:: OBJETIVOS ::
1. No excerto sobre o processo de A., explique por que razão o recurso para o Tribunal Constitucional foi interposto ao abrigo da alínea g) do nº 1 do artigo 70º da Lei do Tribunal Constitucional.
2. Prossiga o excerto sobre o processo de A. a partir da última frase apresentada.

:: TEXTO CITADO ::
--------

1. Em data não referida nos autos, o Mmº Juiz do 1º Juízo Criminal do Tribunal Judicial da Comarca de Braga condenou A. na pena, suspensa por dois anos, de 10 meses de prisão, por o ter considerado responsável, como autor material, por um crime de emissão de cheque sem provisão, previsto e punido pelo artigo 11º, nº 1, alínea a), do Decreto--Lei nº 454/91, de 28 de Dezembro.
Interposto recurso desta decisão fora do prazo previsto no artigo
192º do Código das Custas Judiciais, foi o mesmo dado sem efeito, por despacho de 24 de Outubro de 1996 do Mmº. Juiz do 1º Juízo Criminal do Tribunal Judicial da Comarca de Braga.
Inconformado, apresentou A. reclamação daquele despacho dirigida ao Presidente do Tribunal da Relação do Porto, a qual não foi admitida por despacho do Vice-Presidente de 16 de Dezembro de 1996.
2. Depois de novo hiato nos autos, encontra-se nestes um requerimento de 'Recurso para o Tribunal Constitucional, em secção, para declaração da inconstitucionalidade daquela norma do artigo 192º do C.C.J., na interpretação em que foi aplicada' pelo despacho de 16 de Dezembro de 1996 do Juiz Presidente do Tribunal da Relação do Porto, recurso esse interposto, em 29 de Janeiro de 1997, ao abrigo da alínea g) do nº 1 do artigo 70º da Lei do Tribunal Constitucional (Lei nº 28/82, de 15 de Novembro), por tal norma já ter sido declarada inconstitucional pelo Acórdão nº 550/96, e, aparentemente, também ao abrigo da alínea b) do artigo 70º da mesma lei, por tal inconstitucionalidade ter sido suscitada no requerimento de Reclamação, sendo então dados como violados os artigos 18º, nºs. 2 e 3, 20º e 32º, nº 1, da Constituição.

--------

:: EXTRATO DOS DADOS ::
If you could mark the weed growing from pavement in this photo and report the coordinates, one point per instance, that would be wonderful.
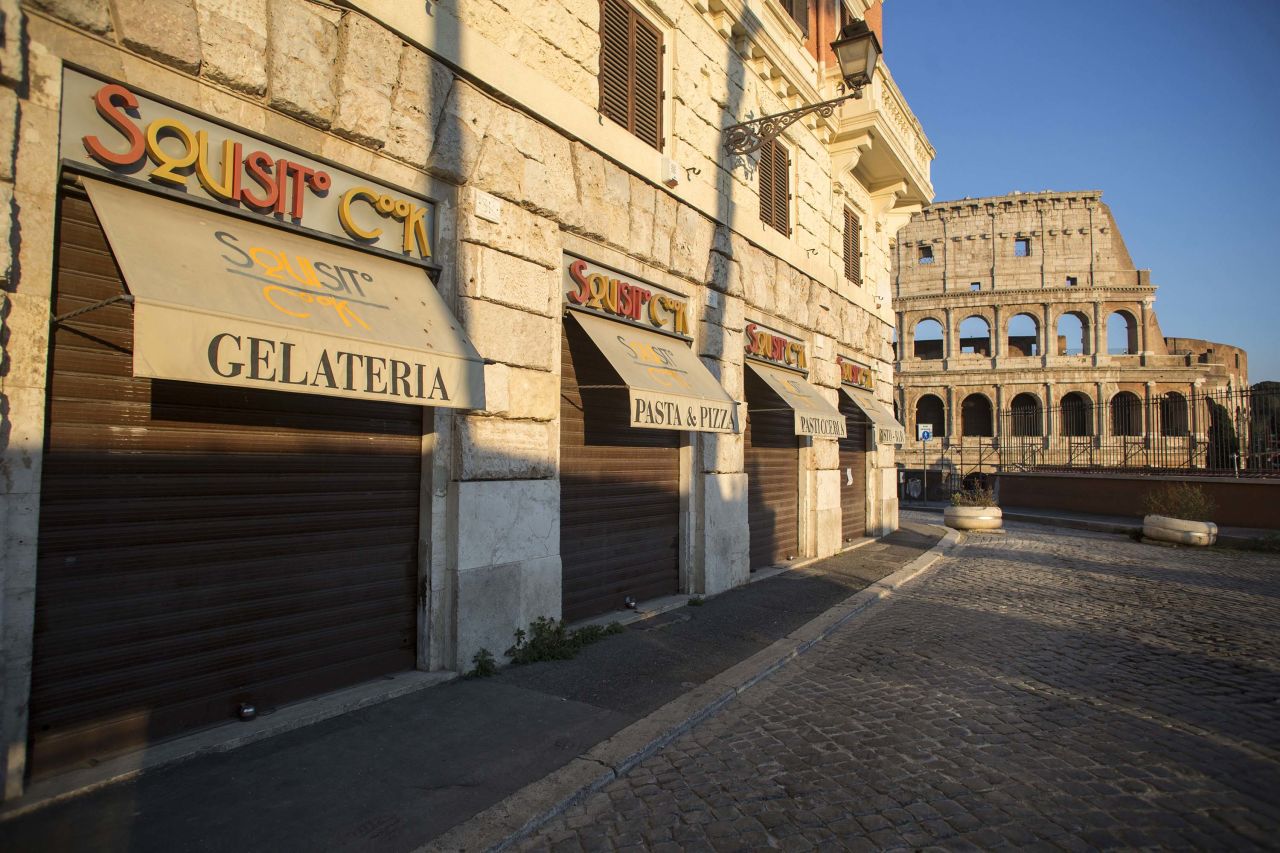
(549, 639)
(483, 665)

--------

:: RESPOSTAS ESPERADAS ::
1. O recurso foi interposto ao abrigo dessa alínea porque a norma do artigo 192º do Código das Custas Judiciais já tinha sido declarada inconstitucional pelo Acórdão nº 550/96.

2.
Aparecem, depois, referências a um despacho que admitiu e fixou os efeitos do recurso, a subir imediatamente, em separado, com efeito não suspensivo e do qual o arguido:
a) reclamou para o Presidente do Tribunal da Relação, nos termos do artigo 405º do Código de Processo Penal;
b) requereu a alteração do regime de subida e efeitos fixados;
c) arguiu irregularidade processual, nos termos do artigo 123º do Código de Processo Penal.
Tendo o arguido desistido dos requerimentos sobre a alteração do regime do recurso e sobre irregularidades do despacho que o admitiu, veio a ser indeferida a subsistente reclamação, por despacho de 17 de Fevereiro de 1997 do Mmº. Juiz do 1º Juízo do Tribunal Judicial da Comarca de Braga. Este mesmo despacho convidou o arguido 'a esclarecer se pretende manter o recurso para o Tribunal Constitucional da inconstitucionalidade do artigo 192º do Código das Custas Judiciais, verificando-se: que o recurso é dirigido ao Juiz Presidente do Tribunal da Relação do Porto e que se refere à decisão deste mesmo Tribunal de
2ª instância, com a qual o arguido não se conforma, que não decidiu do mérito da aplicação do artigo 192º do Código das Custas Judiciais mas que se limitou a rejeitar a admissibilidade da reclamação e a definir que a reapreciação do despacho que aplicou o artigo 192º do Código das Custas Judiciais só poderia ser feita mediante a interposição de recurso (o qual já está a ser tramitado)'.
Para o efeito, foi concedido ao arguido naquele despacho um prazo de cinco dias, 'atendendo a que não vemos nexo entre a decisão recorrida, objecto de recurso e o âmbito do recurso de fls. 143'.
3. Em resposta, o arguido insistiu em que o recurso fosse processado pelo Presidente do Tribunal da Relação, o que levou ao desentranhamento de certas peças processuais, para constituição de processo autónomo, fenómeno que está na origem das lacunas acima referenciadas. No Tribunal da Relação, o recurso foi admitido, apesar das reservas manifestadas no referido despacho do Mmº. Juíz do Tribunal Judicial da Comarca de Braga.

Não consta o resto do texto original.